**Provided data**
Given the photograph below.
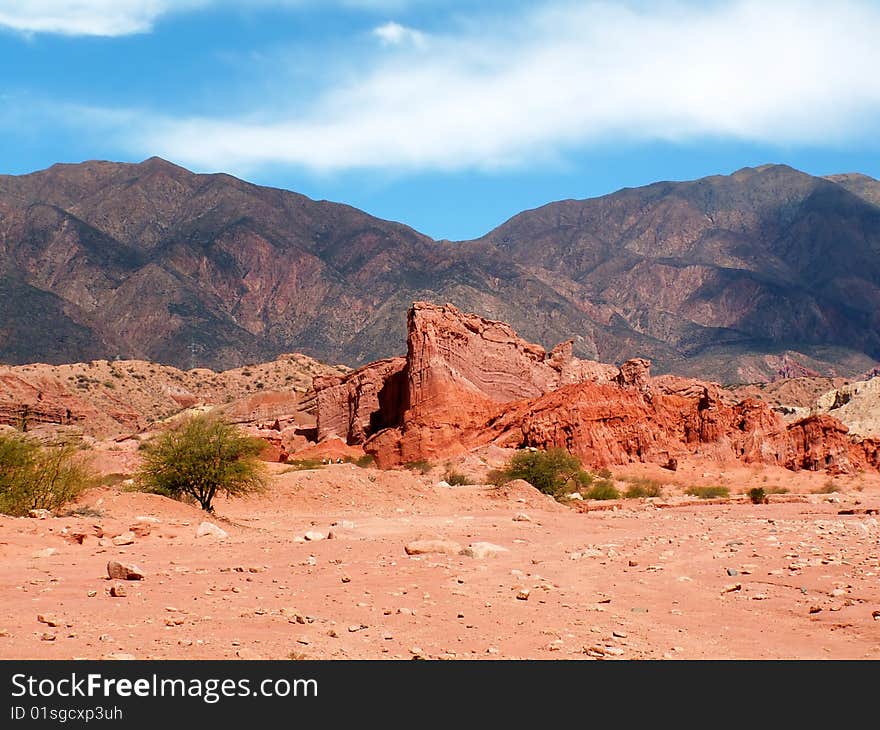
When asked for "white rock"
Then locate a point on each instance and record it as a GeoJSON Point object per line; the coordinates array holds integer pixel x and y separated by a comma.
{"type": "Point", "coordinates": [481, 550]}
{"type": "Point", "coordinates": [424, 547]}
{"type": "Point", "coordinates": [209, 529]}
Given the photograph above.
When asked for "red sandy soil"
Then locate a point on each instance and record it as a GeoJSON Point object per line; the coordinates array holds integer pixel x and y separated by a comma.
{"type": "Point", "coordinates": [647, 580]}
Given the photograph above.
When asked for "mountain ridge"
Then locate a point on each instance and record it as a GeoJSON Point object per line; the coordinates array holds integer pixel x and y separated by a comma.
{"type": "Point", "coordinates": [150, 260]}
==
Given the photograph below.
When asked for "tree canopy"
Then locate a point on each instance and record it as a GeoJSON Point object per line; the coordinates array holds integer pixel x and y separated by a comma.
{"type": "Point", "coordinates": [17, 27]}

**What is needed**
Find each line in the listing above that contains the word "asked" and copy those lines out in order.

**Exercise answer**
When asked for "white rock"
When asked for "red sandy soil"
When asked for "mountain ridge"
When asked for "tree canopy"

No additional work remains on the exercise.